**Request:** Give back, unchanged, each line from the one containing "Study the photo above. For every instance of the gabled" through the last line of the entries below.
## START Data provided
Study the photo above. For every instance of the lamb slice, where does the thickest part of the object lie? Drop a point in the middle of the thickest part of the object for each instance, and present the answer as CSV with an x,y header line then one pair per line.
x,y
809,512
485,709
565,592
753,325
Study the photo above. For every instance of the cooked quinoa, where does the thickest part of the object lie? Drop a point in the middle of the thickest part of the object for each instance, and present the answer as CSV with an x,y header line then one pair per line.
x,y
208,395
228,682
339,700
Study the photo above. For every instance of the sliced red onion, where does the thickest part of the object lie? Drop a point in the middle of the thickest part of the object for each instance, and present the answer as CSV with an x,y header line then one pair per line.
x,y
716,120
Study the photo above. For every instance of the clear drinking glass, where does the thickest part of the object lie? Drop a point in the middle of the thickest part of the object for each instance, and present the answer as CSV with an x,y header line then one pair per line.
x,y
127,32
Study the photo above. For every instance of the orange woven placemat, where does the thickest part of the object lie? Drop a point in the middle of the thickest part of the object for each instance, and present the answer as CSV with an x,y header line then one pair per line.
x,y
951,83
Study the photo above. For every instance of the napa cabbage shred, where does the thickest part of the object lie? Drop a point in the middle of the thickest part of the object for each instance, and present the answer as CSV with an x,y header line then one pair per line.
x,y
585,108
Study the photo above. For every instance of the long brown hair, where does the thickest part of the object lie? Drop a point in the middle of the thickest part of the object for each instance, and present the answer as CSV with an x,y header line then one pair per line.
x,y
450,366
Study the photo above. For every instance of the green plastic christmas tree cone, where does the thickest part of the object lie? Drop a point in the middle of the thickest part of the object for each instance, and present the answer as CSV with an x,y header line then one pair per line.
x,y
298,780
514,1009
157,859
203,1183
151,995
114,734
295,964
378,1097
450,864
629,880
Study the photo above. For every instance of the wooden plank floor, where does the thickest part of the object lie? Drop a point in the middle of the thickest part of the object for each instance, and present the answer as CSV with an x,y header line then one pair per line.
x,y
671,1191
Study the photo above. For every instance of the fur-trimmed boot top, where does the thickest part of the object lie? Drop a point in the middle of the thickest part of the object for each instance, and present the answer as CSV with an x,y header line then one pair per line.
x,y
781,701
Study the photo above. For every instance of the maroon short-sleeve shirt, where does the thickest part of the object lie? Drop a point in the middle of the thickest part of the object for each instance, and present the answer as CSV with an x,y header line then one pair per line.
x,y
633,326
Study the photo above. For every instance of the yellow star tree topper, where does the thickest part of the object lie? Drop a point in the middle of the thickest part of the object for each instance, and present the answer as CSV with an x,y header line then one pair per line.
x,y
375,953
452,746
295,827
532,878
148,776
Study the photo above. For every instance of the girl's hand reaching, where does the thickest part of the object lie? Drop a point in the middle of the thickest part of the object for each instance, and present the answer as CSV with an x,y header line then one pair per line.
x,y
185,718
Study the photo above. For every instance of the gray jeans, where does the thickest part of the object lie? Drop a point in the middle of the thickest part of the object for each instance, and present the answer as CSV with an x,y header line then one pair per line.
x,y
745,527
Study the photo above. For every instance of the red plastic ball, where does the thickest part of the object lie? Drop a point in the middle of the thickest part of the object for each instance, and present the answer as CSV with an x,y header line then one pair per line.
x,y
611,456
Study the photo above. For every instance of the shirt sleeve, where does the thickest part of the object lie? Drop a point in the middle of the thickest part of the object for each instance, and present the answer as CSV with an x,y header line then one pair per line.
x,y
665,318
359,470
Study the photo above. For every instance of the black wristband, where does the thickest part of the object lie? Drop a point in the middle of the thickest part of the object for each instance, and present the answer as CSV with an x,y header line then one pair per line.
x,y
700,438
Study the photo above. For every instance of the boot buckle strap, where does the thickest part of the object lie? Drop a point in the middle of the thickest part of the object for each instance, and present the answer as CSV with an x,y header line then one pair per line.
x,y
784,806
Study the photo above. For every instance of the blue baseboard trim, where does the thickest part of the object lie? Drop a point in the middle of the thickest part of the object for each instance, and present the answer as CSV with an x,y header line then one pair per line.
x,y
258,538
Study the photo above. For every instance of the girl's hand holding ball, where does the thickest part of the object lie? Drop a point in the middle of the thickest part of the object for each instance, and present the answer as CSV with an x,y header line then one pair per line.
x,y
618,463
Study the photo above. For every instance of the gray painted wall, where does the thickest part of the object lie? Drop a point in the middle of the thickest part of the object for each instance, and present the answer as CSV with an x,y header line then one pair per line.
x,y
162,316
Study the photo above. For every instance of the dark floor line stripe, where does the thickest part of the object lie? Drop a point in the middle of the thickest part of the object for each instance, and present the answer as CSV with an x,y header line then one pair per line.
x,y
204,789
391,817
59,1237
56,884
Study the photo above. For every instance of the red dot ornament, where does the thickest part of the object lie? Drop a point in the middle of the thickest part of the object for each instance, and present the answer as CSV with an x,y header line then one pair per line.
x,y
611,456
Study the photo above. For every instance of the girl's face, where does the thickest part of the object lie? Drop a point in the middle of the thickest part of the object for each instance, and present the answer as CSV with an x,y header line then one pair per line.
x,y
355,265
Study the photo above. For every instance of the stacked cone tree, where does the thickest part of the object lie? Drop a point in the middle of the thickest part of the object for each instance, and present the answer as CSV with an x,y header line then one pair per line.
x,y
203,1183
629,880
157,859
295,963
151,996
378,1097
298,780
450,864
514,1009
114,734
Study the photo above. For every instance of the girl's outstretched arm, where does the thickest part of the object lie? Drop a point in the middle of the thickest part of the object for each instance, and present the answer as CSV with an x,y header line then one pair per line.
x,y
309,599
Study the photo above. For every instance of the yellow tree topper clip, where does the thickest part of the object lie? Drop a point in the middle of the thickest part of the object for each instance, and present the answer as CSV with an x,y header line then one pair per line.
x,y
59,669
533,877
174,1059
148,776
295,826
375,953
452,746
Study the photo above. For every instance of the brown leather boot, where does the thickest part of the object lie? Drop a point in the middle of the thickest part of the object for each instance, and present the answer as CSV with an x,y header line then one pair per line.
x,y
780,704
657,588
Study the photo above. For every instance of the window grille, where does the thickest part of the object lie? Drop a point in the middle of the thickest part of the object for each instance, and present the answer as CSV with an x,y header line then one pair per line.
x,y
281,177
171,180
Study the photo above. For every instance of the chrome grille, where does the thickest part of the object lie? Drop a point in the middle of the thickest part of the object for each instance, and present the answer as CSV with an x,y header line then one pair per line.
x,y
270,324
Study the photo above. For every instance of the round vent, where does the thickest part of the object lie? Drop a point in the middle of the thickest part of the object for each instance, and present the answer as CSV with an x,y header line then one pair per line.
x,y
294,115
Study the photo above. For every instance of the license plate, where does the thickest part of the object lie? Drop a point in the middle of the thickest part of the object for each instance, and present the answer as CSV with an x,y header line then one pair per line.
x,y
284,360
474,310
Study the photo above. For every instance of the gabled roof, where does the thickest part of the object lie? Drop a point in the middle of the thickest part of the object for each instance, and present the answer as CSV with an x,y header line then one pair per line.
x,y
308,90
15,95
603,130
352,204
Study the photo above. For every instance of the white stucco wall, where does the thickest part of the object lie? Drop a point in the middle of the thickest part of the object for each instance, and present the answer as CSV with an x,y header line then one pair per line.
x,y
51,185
## END Data provided
**The result:**
Study the photo above. For every instance of the gabled roof, where does the thickest part of the object lie? Drop a point in the middle of the thickest part of the object for each instance, and present the answer as CSV with an x,y header line then one pair per line.
x,y
308,90
15,95
603,130
352,204
Study the photo above. For every instance of the white stucco wall, where does the thickest part of the object lie? Drop a point in the middle of the thickest part of the object for each instance, and present the answer as CSV with an x,y header line then one pair per line.
x,y
51,185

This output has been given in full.